■ Written request: Rewrite the entries below, replacing "even-odd" with "nonzero" and leaving everything else unchanged.

============================================================

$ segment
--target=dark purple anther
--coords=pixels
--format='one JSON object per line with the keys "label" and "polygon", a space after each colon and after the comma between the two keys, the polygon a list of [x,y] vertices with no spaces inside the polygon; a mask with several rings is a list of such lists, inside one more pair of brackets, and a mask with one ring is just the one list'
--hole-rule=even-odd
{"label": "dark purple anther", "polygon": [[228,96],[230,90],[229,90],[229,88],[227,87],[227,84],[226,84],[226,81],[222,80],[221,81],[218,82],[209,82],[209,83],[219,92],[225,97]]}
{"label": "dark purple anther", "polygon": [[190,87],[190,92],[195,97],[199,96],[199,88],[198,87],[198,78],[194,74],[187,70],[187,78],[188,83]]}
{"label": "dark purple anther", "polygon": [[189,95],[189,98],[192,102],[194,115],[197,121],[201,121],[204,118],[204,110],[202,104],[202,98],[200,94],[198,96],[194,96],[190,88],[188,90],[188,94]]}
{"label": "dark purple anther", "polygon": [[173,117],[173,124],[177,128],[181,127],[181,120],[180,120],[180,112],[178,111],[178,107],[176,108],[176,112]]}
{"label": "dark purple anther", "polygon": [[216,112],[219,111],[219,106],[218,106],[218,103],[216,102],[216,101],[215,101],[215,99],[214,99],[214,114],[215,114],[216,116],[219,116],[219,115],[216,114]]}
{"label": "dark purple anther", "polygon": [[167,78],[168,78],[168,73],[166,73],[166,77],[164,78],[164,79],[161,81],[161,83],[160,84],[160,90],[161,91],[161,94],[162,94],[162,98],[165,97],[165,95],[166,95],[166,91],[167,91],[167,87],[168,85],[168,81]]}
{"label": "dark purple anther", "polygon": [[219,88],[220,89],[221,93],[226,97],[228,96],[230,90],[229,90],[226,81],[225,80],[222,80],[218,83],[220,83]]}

============================================================

■ Output for this exercise:
$ segment
--target=dark purple anther
--coords=pixels
--format='one JSON object per line with the keys "label" and "polygon", a space after each colon and after the comma between the two keys, the polygon a list of [x,y] vertices with no spaces inside the polygon; a mask with several rings is a list of such lists, inside one more pair of brackets, and a mask with one ring is just the one list'
--hole-rule=nonzero
{"label": "dark purple anther", "polygon": [[228,96],[230,90],[229,90],[229,88],[227,87],[227,84],[226,84],[226,81],[222,80],[221,81],[218,82],[209,82],[209,83],[219,92],[225,97]]}
{"label": "dark purple anther", "polygon": [[190,87],[190,92],[195,97],[199,96],[199,88],[198,87],[198,78],[194,74],[187,70],[187,78],[188,83]]}
{"label": "dark purple anther", "polygon": [[189,95],[189,98],[192,102],[194,115],[197,121],[201,121],[204,118],[204,110],[202,104],[202,98],[200,94],[198,96],[194,96],[190,88],[188,90],[188,94]]}
{"label": "dark purple anther", "polygon": [[173,117],[173,124],[177,128],[181,127],[181,120],[180,120],[180,112],[178,111],[178,107],[176,108],[176,112]]}
{"label": "dark purple anther", "polygon": [[216,112],[219,111],[219,106],[218,106],[218,103],[216,102],[216,101],[215,101],[215,99],[214,99],[214,114],[215,114],[216,116],[219,116],[219,115],[216,114]]}
{"label": "dark purple anther", "polygon": [[167,78],[168,78],[168,73],[166,73],[166,77],[164,78],[164,79],[161,81],[161,83],[160,84],[160,90],[161,91],[161,94],[162,94],[162,98],[165,97],[165,95],[166,95],[166,91],[167,91],[167,87],[168,85],[168,81]]}
{"label": "dark purple anther", "polygon": [[219,88],[220,89],[221,93],[226,97],[228,96],[230,90],[229,90],[226,81],[225,80],[222,80],[218,83],[220,83]]}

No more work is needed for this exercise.